## Trecho da fonte
□ □ □ □ □ □ □
Para garantir seu futuro, Uber acelera corrida pelo carro sem motorista

O Estado de S. Paulo

 

Em um galpão gigantesco às margens do rio Allegheny, um grupo de quase 700 engenheiros e desenvolvedores do aplicativo de transporte Uber tentam assegurar o futuro da startup, atualmente a mais valiosa do mundo, com valor estimado em US$ 70 bilhões. No Centro de Tecnologia Avançada do Uber, o visual descolado, típico das startups de software, contrasta com as oficinas rigorosamente limpas, cheias de carros. É nesse ambiente que a empresa concentra esforços – e investimentos – no carro sem motorista. Decifrar esse enigma, que abrirá as portas de um mercado bilionário, será fator-chave para o Uber sobreviver e continuar crescendo nas próximas décadas.

 

Tirar o carro sem motorista do papel é uma questão de tempo, considerando as altas cifras empregadas e a quantidade de empresas interessadas. Essa espécie de “corrida armamentista” reúne de montadoras tradicionais, como Ford, passando por fabricantes de chips, como a Intel, e empresas de software, como o Google. Segundo apurou o Estado, a expectativa é que os primeiros carros desse tipo cheguem às ruas dos países desenvolvidos em algum momento nos próximos cinco anos. “Mas devemos levar pelo menos dez anos até ser comum ver um carro como este operando nas ruas”, afirma o diretor de pesquisas da consultoria Gartner, Michael Ramsey.

 

O Uber sabe disso e tem pressa: hoje, a empresa reúne 65 milhões de usuários em todo o mundo, mas pode perder a liderança se o projeto do carro autônomo não avançar rápido o suficiente. “Se nós não fizermos, outra empresa fará”, disse Rodrigo Arévalo, gerente geral do Uber para a América Latina, em entrevista ao Estado. “Mais que isso, se não tornarmos o carro sem motorista realidade, vamos nos tornar obsoletos.” Além de ganhar capacidade de aumentar drasticamente sua cobertura – hoje o Uber tem 2 milhões de motoristas no mundo –, a companhia também deixará de pagar os parceiros e economizará recursos significativos.

 

Os esforços do Uber nessa área começaram em 2015, quando a empresa contratou cerca de 50 pesquisadores da Universidade de Carnegie Mellon, um dos principais centros de referência sobre o assunto no mundo, em Pittsburgh. A cidade, que até meados dos anos 1960 era o maior polo de produção de aço do mundo, se reinventou atraindo empresas de tecnologia. A equipe deu origem ao Centro de Tecnologia Avançada do Uber, ampliado no início do ano passado.
□ □ □ □ □ □ □
## Registros
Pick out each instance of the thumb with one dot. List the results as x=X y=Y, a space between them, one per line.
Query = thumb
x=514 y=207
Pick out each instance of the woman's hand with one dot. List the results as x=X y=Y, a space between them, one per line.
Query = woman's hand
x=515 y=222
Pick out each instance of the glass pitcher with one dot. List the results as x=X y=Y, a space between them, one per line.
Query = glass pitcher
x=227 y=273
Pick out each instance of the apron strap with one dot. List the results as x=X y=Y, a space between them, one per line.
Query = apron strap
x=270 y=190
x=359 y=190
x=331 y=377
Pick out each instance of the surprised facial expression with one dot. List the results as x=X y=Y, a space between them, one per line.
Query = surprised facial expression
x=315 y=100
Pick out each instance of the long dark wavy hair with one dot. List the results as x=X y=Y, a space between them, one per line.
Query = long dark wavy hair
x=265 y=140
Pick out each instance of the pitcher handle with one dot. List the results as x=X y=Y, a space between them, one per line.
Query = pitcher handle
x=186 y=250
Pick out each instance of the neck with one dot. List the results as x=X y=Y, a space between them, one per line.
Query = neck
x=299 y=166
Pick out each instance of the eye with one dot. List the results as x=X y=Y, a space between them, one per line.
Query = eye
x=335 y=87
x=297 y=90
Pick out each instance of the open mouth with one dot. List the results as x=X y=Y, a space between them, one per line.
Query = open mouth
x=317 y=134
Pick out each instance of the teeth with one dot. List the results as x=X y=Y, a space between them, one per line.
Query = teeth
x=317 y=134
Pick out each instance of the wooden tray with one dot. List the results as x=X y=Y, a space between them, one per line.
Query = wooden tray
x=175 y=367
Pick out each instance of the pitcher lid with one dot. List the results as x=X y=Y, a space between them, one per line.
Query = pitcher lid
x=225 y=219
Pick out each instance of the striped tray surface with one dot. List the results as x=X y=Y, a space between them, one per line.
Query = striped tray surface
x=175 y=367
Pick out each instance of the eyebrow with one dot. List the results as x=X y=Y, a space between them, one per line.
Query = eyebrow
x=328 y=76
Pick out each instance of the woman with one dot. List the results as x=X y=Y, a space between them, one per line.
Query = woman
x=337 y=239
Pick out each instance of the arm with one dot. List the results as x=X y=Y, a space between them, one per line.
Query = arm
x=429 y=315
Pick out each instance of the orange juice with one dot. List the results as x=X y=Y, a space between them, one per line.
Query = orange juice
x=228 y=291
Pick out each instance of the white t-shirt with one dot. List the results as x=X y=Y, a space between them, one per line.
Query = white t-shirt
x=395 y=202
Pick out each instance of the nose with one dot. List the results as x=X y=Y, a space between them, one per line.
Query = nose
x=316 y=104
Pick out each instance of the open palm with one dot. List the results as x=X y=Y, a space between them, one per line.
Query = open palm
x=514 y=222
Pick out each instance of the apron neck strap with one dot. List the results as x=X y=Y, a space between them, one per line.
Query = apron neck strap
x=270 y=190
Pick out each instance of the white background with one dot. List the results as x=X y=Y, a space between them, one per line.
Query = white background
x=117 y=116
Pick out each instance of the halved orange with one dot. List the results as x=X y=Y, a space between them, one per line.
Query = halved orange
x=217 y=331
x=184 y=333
□ □ □ □ □ □ □
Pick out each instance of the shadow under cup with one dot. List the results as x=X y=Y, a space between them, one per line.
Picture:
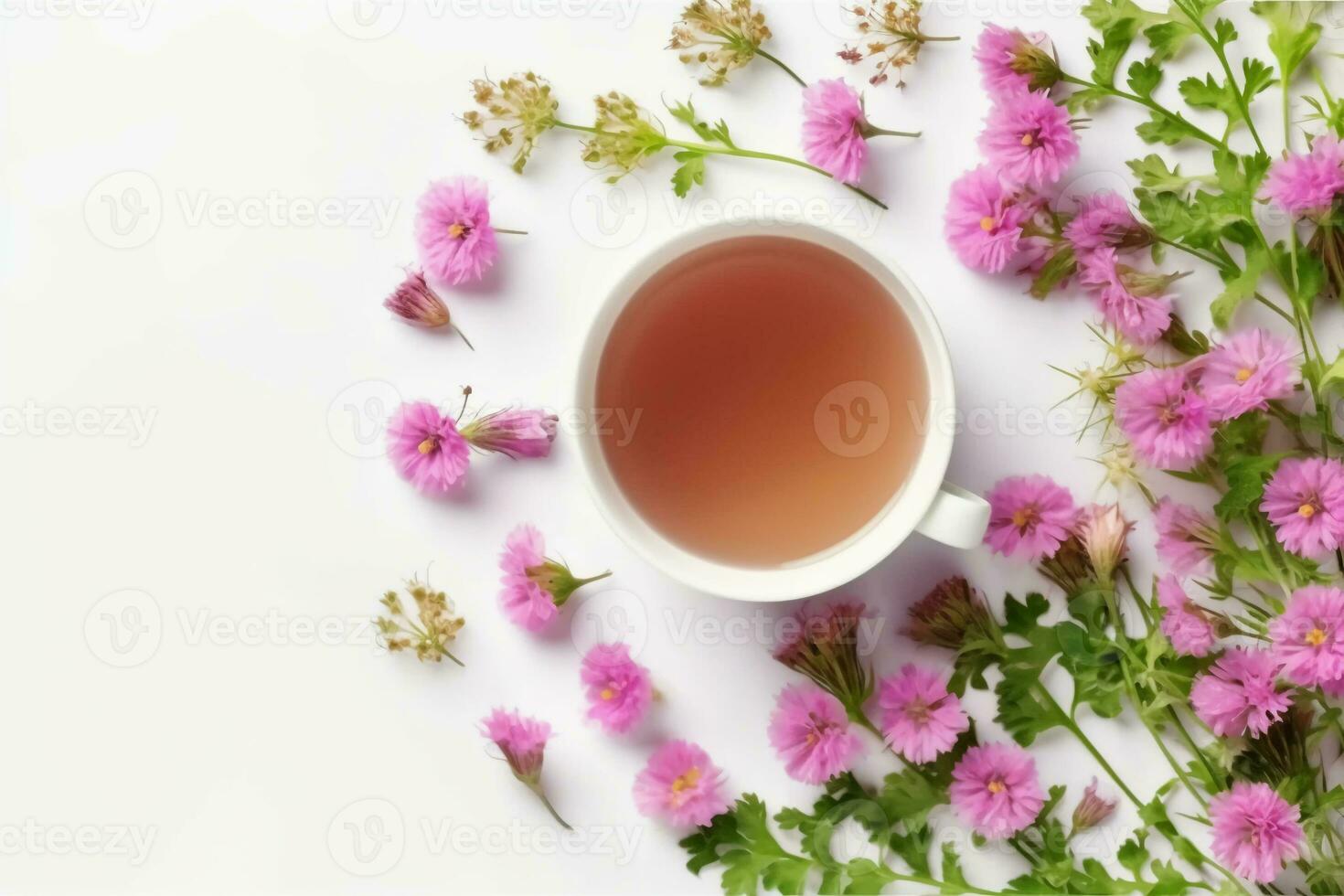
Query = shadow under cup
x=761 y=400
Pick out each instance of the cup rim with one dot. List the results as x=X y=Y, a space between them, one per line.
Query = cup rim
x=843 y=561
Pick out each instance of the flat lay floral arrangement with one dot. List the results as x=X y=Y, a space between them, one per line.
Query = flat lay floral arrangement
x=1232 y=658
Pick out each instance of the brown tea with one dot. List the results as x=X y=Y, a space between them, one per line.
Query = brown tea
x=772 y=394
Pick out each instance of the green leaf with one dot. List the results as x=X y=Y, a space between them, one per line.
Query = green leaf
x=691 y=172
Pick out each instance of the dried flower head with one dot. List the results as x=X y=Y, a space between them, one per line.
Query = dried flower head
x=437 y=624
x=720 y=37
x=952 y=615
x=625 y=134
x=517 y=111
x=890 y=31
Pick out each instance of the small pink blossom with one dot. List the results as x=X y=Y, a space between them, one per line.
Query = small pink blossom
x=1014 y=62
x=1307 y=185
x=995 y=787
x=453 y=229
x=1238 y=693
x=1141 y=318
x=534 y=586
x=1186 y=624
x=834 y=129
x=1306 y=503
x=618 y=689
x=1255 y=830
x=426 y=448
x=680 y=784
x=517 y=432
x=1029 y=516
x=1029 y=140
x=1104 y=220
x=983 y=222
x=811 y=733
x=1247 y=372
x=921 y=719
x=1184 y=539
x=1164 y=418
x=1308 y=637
□ □ □ □ □ □ □
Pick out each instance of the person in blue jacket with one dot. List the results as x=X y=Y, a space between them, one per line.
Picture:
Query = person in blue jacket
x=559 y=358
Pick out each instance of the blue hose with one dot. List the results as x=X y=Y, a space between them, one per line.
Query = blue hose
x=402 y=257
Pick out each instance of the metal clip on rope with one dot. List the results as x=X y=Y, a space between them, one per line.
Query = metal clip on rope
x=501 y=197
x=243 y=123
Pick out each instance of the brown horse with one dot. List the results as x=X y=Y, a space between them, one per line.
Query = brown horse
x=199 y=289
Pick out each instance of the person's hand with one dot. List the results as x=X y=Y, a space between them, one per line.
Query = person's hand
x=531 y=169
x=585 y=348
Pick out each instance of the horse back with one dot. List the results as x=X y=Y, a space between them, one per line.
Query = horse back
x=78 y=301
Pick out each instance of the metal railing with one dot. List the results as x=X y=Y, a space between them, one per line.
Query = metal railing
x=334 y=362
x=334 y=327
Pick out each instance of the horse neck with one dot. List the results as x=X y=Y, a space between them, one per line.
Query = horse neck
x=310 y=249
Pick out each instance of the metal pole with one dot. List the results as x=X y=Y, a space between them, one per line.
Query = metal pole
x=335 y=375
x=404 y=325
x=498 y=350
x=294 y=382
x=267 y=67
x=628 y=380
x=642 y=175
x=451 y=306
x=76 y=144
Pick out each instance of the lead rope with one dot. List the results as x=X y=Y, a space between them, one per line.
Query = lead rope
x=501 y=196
□ □ □ □ □ □ □
## Tarefa A
Redigite o trecho da reportagem sobre o Uber, de "O Estado de" até "nas próximas décadas.".
## Tarefa B
Na reportagem sobre o Uber, quais empresas aparecem como exemplos dos participantes da "corrida armamentista" pelo carro sem motorista?
## Tarefa C
Dê sequência à reportagem sobre o carro sem motorista do Uber a partir da última frase.

## Resposta esperada A
O Estado de S. Paulo

 

Em um galpão gigantesco às margens do rio Allegheny, um grupo de quase 700 engenheiros e desenvolvedores do aplicativo de transporte Uber tentam assegurar o futuro da startup, atualmente a mais valiosa do mundo, com valor estimado em US$ 70 bilhões. No Centro de Tecnologia Avançada do Uber, o visual descolado, típico das startups de software, contrasta com as oficinas rigorosamente limpas, cheias de carros. É nesse ambiente que a empresa concentra esforços – e investimentos – no carro sem motorista. Decifrar esse enigma, que abrirá as portas de um mercado bilionário, será fator-chave para o Uber sobreviver e continuar crescendo nas próximas décadas.

## Resposta esperada B
Ford, Intel e Google.

## Resposta esperada C
Poucos meses depois, a empresa deu um salto ambicioso: tornou-se a primeira empresa a testar carros autônomos em escala comercial na cidade, sob supervisão de engenheiros. Na prática, qualquer usuário do Uber pode ser escolhido, aleatoriamente, para ser atendido por um carro autônomo, ao solicitar uma viagem. O projeto começou com cem carros e, hoje, já dobrou e chegou a outros dois municípios: Phoenix, no Arizona, e São Francisco, na Califórnia.

 

“O Uber foi corajoso em colocar pessoas perto de um sistema que não está pronto”, diz Bryant Smith, professor da Escola de Engenharia da Universidade do Sul da Califórnia.

 

Reveses

 

Mas, depois desse impulso inicial, muita coisa mudou no Uber. Ao longo de 2017, a empresa se envolveu em vários escândalos, como a denúncia de uma ex-funcionária sobre assédio sexual. Após uma ampla investigação interna, o então presidente executivo, Travis Kalanick, deixou a empresa no final de junho, sob forte pressão dos investidores. Ele foi substituído pelo iraniano Dara Khosrowshahi, que tem uma ampla reforma organizacional pela frente. “Costumo dizer que Dara está trazendo ‘cabelos brancos’ para o Uber”, diz Arévalo. “Ele tem mais experiência e poderá trazer disciplina.”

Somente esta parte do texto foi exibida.